Exercise material
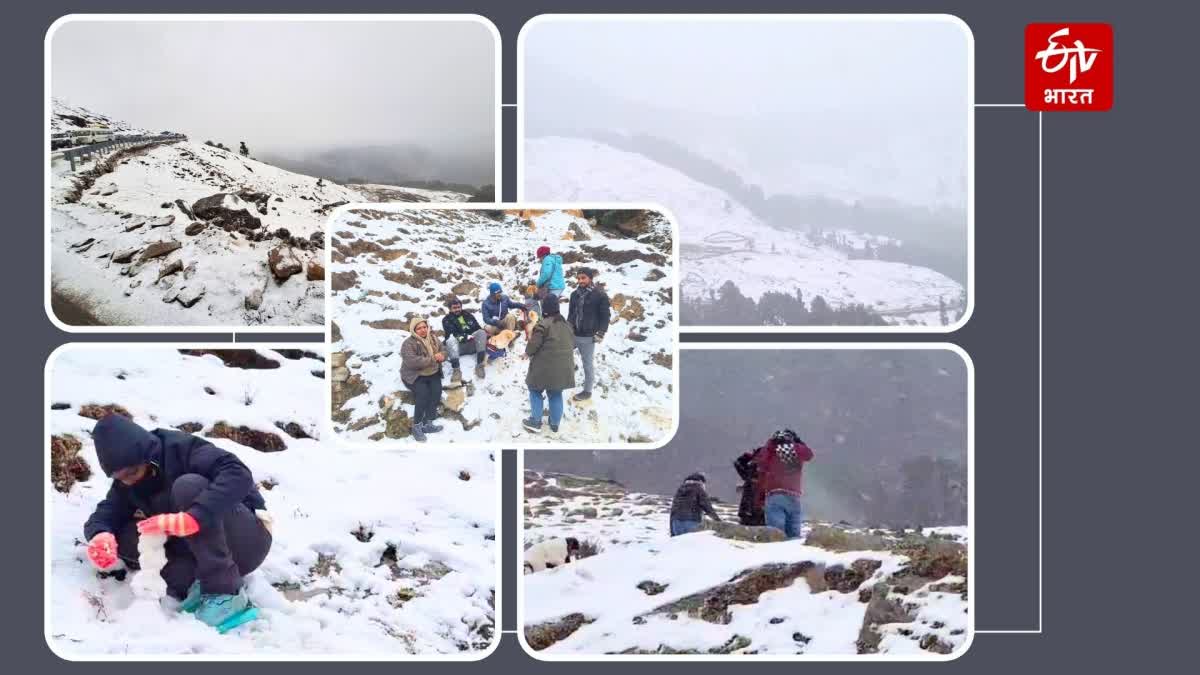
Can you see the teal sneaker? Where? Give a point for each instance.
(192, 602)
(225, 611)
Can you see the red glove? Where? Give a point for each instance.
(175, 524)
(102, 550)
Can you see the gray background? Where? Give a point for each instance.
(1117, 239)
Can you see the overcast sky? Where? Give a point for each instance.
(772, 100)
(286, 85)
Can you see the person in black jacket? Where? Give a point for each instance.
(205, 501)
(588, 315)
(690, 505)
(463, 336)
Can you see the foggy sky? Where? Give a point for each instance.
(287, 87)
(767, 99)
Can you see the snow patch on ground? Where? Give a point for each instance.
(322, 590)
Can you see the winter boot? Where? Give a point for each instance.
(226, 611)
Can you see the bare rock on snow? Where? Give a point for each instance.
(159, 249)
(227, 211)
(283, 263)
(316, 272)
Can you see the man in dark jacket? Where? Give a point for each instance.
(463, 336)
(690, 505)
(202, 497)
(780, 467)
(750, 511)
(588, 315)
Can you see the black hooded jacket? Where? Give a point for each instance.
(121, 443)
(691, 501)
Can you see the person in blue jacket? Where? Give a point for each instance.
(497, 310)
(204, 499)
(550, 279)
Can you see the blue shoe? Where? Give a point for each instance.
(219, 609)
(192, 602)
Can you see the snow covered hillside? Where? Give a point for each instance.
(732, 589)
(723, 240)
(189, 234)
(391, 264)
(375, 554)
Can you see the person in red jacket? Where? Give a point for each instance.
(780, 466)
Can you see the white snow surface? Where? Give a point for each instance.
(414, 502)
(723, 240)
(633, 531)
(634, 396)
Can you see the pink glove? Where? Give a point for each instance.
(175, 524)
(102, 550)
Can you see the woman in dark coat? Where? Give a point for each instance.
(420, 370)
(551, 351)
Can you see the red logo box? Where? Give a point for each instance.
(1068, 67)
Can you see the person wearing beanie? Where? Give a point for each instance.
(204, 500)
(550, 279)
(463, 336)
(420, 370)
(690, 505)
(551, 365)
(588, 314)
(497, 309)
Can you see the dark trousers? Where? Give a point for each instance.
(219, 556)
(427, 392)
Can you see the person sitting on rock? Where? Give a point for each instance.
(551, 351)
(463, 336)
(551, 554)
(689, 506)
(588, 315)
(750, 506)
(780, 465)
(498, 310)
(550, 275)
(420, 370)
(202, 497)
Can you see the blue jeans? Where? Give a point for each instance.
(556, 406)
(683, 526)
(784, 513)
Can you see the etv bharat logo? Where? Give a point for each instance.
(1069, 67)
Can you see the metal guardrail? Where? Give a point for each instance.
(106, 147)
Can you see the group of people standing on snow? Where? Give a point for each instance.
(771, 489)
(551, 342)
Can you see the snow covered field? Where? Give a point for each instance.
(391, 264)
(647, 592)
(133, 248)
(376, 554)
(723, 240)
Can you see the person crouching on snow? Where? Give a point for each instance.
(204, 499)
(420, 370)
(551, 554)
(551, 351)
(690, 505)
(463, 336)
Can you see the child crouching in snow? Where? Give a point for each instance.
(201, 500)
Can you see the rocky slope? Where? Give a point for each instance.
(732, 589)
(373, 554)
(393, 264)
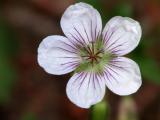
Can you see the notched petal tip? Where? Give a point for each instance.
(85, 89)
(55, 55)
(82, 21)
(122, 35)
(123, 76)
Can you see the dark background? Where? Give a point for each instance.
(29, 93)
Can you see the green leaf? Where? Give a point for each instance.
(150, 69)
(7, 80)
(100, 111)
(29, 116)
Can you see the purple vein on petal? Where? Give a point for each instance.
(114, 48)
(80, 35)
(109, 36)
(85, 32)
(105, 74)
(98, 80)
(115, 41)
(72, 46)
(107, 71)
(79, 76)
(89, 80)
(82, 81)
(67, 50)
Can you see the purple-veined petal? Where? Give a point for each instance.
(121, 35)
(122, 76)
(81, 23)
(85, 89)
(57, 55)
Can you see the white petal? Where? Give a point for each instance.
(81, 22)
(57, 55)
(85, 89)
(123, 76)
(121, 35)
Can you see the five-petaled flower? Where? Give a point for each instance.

Short task
From the line containing "Can you see the dark background?" to the last line of the material, please quote every line exactly and only those.

Solution to this problem
Can you see the dark background? Where? Give a point for each instance.
(29, 93)
Can you see the green leaf? Where? Give a point for each instance.
(150, 69)
(7, 80)
(100, 111)
(29, 116)
Can you see the purple vein on petal? Where? Give a point for each instance.
(114, 48)
(80, 35)
(109, 36)
(85, 32)
(105, 74)
(98, 80)
(115, 41)
(72, 46)
(107, 71)
(79, 76)
(89, 80)
(82, 81)
(67, 50)
Can you see the purple-veined petal? Where? Give a point for each instance.
(121, 35)
(122, 76)
(81, 23)
(85, 89)
(57, 55)
Can you see the white petal? Where? Give a point for each instance.
(81, 22)
(57, 55)
(85, 89)
(123, 76)
(121, 35)
Can you see the five-petaled flower? Where? Give a point for each instance.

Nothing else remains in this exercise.